### Directions for this task
Starting at the top of the lines and going on through the line with "Query: mountain range", format each one as a string in a JSON list. Skip blank lines and leave the pictures out.
--- Start Dataset excerpts ---
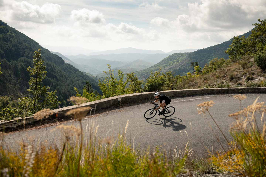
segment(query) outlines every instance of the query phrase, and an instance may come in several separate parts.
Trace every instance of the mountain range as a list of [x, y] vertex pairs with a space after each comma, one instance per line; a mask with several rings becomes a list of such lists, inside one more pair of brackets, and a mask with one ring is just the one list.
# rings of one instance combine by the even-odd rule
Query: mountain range
[[[239, 36], [241, 37], [244, 36], [247, 37], [251, 34], [251, 30]], [[143, 79], [143, 76], [147, 77], [151, 72], [159, 71], [160, 68], [162, 71], [164, 72], [171, 71], [174, 72], [176, 75], [185, 75], [187, 72], [193, 71], [191, 66], [192, 62], [198, 62], [200, 66], [203, 67], [206, 63], [209, 63], [215, 58], [228, 58], [228, 55], [225, 53], [225, 51], [229, 47], [232, 41], [232, 39], [231, 39], [221, 44], [193, 52], [174, 53], [154, 65], [137, 71], [136, 73], [139, 77]]]
[[0, 96], [7, 95], [13, 99], [29, 96], [27, 89], [30, 76], [27, 70], [28, 66], [33, 67], [32, 56], [39, 49], [41, 49], [47, 72], [43, 83], [50, 87], [51, 91], [57, 90], [61, 106], [66, 105], [66, 100], [75, 95], [74, 87], [82, 92], [86, 81], [100, 92], [93, 78], [70, 64], [71, 61], [65, 62], [61, 57], [0, 20], [0, 63], [3, 73], [0, 75]]

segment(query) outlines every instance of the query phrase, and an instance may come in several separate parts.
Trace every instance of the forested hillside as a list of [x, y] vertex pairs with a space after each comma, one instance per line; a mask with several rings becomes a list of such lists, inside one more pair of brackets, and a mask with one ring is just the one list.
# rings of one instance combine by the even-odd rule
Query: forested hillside
[[0, 63], [3, 73], [0, 75], [0, 96], [16, 98], [27, 95], [30, 78], [27, 69], [29, 66], [32, 67], [32, 56], [39, 49], [41, 49], [47, 71], [43, 84], [51, 87], [51, 91], [57, 91], [59, 100], [62, 103], [75, 94], [74, 87], [81, 91], [86, 81], [91, 84], [93, 88], [100, 91], [92, 77], [0, 20]]
[[[247, 37], [251, 34], [251, 31], [240, 36]], [[147, 69], [136, 72], [139, 77], [147, 77], [151, 71], [159, 70], [161, 68], [163, 72], [170, 71], [174, 72], [175, 75], [184, 75], [193, 71], [191, 66], [191, 62], [197, 62], [200, 66], [203, 67], [211, 60], [216, 58], [228, 58], [228, 55], [225, 51], [232, 42], [232, 40], [221, 44], [205, 49], [200, 49], [191, 53], [174, 53], [164, 58], [156, 64]]]

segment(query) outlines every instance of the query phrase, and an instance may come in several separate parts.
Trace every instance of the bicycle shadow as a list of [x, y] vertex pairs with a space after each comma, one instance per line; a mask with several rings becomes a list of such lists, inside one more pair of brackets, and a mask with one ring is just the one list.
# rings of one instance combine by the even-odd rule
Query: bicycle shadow
[[179, 123], [182, 122], [182, 120], [180, 118], [171, 116], [160, 119], [163, 120], [163, 122], [160, 120], [152, 118], [147, 119], [146, 122], [153, 125], [163, 125], [163, 126], [165, 128], [167, 127], [173, 128], [173, 131], [178, 131], [186, 128], [186, 126]]

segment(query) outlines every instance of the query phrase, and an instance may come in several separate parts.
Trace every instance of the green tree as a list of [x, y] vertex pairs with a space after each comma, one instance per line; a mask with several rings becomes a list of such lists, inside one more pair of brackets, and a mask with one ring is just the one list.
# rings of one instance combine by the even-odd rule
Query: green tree
[[111, 66], [107, 64], [108, 72], [103, 71], [106, 75], [104, 80], [101, 81], [99, 80], [99, 86], [102, 92], [103, 98], [108, 98], [118, 95], [120, 95], [127, 93], [126, 92], [126, 82], [124, 81], [124, 75], [120, 70], [118, 70], [118, 79], [115, 77], [114, 70], [111, 69]]
[[255, 27], [248, 38], [248, 50], [251, 55], [261, 52], [263, 46], [266, 45], [266, 19], [258, 19], [258, 21], [259, 23], [252, 24]]
[[229, 58], [234, 62], [238, 61], [240, 57], [245, 53], [247, 43], [244, 36], [239, 38], [238, 36], [233, 37], [232, 43], [225, 52], [229, 55]]
[[[0, 63], [0, 64], [1, 64], [1, 63]], [[1, 72], [1, 66], [0, 66], [0, 75], [3, 74], [3, 73]]]
[[56, 96], [56, 90], [47, 92], [43, 102], [43, 108], [53, 109], [58, 108], [61, 102], [58, 100], [58, 97]]
[[102, 97], [96, 90], [94, 90], [92, 89], [92, 85], [88, 81], [86, 81], [86, 85], [84, 86], [83, 89], [82, 96], [80, 94], [78, 89], [74, 87], [74, 90], [76, 92], [76, 96], [78, 97], [86, 98], [90, 101], [93, 101], [96, 100], [102, 99]]
[[159, 71], [152, 72], [149, 76], [144, 85], [144, 90], [146, 92], [153, 92], [156, 90], [161, 90], [165, 82], [164, 75]]
[[30, 73], [31, 77], [29, 81], [30, 87], [27, 91], [32, 95], [33, 100], [33, 112], [41, 109], [40, 102], [43, 101], [43, 98], [50, 88], [43, 86], [43, 80], [46, 76], [47, 72], [45, 71], [46, 67], [43, 65], [44, 62], [41, 59], [41, 50], [35, 51], [33, 56], [33, 68], [29, 66], [27, 71]]
[[142, 88], [142, 81], [139, 80], [134, 72], [127, 74], [127, 81], [129, 83], [128, 86], [131, 93], [139, 93], [141, 92]]
[[195, 74], [197, 75], [198, 75], [201, 72], [201, 67], [200, 67], [200, 66], [197, 65], [194, 67], [194, 69], [195, 70]]
[[168, 71], [165, 75], [165, 82], [164, 87], [165, 90], [173, 90], [175, 89], [175, 85], [177, 82], [176, 78], [177, 77], [174, 77], [174, 74], [172, 71]]

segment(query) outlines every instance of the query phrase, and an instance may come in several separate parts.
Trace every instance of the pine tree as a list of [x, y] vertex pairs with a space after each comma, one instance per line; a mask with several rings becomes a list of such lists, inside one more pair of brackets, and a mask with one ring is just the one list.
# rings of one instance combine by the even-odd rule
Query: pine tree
--- End Dataset excerpts ---
### Output below
[
  "segment(query) outlines every instance of the query phrase, and an instance may come in several separate parts.",
  "Trace every instance of the mountain range as a list of [x, y] vertex pairs with a space after each comma, one instance per line; a mask with several rings becomes a list of such lists, inside one more pair of brackets, and a mask with one ring is just the one list.",
  "# rings of one instance combine by the even-odd rule",
  "Query: mountain range"
]